Textauszug:
________

# Echolotgeber ohne zu bohren



## goolgetter (15. April 2010)

Ich habe da mal ein Anliegen.

Ich habe ein Alu-Boot Linder 440.
Ich wollte mir nun den Geber vom Echolot montieren. (Nicht im Boot sondern am Heck)
Ich will es unbedingt vermeiden zu bohren.
Ich habe auch schon eine interessante Webseite dazu gefunden.
http://www.angeln.de/praxis/echolote/experten-tipp-8198
Im Beitrag wir ein UV beständiger Klebstoff SIKAFLEX erwähnt.
Ich habe mir mal diesen hier rausgesucht. Sikaflex 521 UV.
http://www.sika.de/sikaflex-521uv_d.pdf

Jetzt meine Frage, beschädigt mir dieser Klebstoff das Alu (irgendwelche chem. Reaktionen zu erwarten?!) oder kann ich das ohne Probleme so einfach "ankleben"?
Habe damit noch nie zu vor zu tun gehabt.

Also vielleicht ist ja einer unter Euch der mir hier weiter helfen kann.


----------



## Torsk_SH (15. April 2010)

*AW: Echolotgeber ohne zu bohren*

Moin!

Sika ist ein Teufelszeug, ich benutzen das hier schon seit Jahren,
http://www.svb.de/farben+bootspflege/sikaflex/dichtmasse/sikaflex+291+marine+dichtmasse.html

Absolut i.O. Tu Dir nur einen Gefallen und nimm kein Silikon, 
das härtet aus, wird porös und zerlegt sich mit der Zeit.


----------



## goolgetter (15. April 2010)

*AW: Echolotgeber ohne zu bohren*

Danke Dir, das sieht ja schon mal gut aus.
Das die Verbindung von Alu und Kunststoff dann auch hält sollte dann gewährleistet sein, oder?!
Und das da irgendwas "angefressen" wird (das Alu meine ich) sollte auch nicht vorkommen?
Sollte man die zu verklebenen Materialien unbedingt vorher anrauhen? 
Staub und Fettfrei werde ich es auch jeden fall machen.


----------



## Lorenz (15. April 2010)

*AW: Echolotgeber ohne zu bohren*

Hi

Ich würde einfach eine Geberstange nehmen...

________

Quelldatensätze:

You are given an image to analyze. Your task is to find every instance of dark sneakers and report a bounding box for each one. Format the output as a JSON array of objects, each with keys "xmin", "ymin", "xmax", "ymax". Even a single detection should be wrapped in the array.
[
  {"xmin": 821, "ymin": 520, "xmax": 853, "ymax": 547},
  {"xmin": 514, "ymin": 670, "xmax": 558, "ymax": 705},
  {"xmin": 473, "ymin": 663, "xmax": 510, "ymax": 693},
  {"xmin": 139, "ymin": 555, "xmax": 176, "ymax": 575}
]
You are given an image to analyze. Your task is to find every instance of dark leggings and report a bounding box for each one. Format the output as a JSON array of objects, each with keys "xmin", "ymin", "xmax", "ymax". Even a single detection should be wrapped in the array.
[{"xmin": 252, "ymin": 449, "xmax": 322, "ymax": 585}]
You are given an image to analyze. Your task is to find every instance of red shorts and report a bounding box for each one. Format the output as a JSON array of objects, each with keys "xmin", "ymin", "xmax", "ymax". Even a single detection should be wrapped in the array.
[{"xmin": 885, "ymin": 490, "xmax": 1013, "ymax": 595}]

________

Aufgaben:
a. Fasse den Absatz im Textauszug, der mit „Ich habe ein Alu-Boot Linder 440.“ beginnt, als knappe Stichpunktliste zusammen. Seine wichtigsten Fakten sollen erhalten bleiben.
b. Beantworte zum Textauszug diese Fragen, jede kurz:
(i) Wovon rät Torsk_SH ab, und warum?
(ii) Was will goolgetter mit den Materialien vor dem Kleben auf jeden Fall tun?
(iii) Was würde Lorenz für die Montage nehmen?
c. Schreibe den Textauszug über die Montage des Echolotgebers nach seinem letzten Satz weiter.

Lösungen:
a.
- Boot: Alu-Boot Linder 440
- Vorhaben: den Echolotgeber außen am Heck montieren, nicht im Boot
- Bohren soll unbedingt vermieden werden
- Auf einer gefundenen Webseite wird der UV-beständige Klebstoff Sikaflex erwähnt
- Ausgewähltes Produkt: Sikaflex 521 UV

b.
(i) Von Silikon, weil es aushärtet, porös wird und sich mit der Zeit zerlegt.
(ii) Er will sie staub- und fettfrei machen.
(iii) Eine Geberstange.

c.
Was bei einem Spezialkleber zu beachten ist,wird sicher nochmal genau draufstehen.Ein bissel mit dem Schmiergelpapier drübergehen könnte sicher nicht schaden!?


----------



## goolgetter (15. April 2010)

*AW: Echolotgeber ohne zu bohren*

Auf die Geberstange wollte ich verzichten.
Müsste man dann auch wieder abbauen/dranbauen, wenn die Plane drüber spanne / runter nehme.
Die Lösung mit dem "Küchenbrett" favorisiere ich auf jeden Fall.


----------



## Torsk_SH (15. April 2010)

*AW: Echolotgeber ohne zu bohren*

Entfetten reicht, wie gesagt Sika ist ein Teufelszeug.

Ich habe damit alles mögliche (Downriggerbohrung, Badeleiter, Rutenhalter, Durchbruchdichtung fürs Echolot, Lüftungsgitter, Benzinfilterhalterung, Echolotgeberhalterung und und und) an meinem Boot abgedichtet und keinerlei Probleme damit.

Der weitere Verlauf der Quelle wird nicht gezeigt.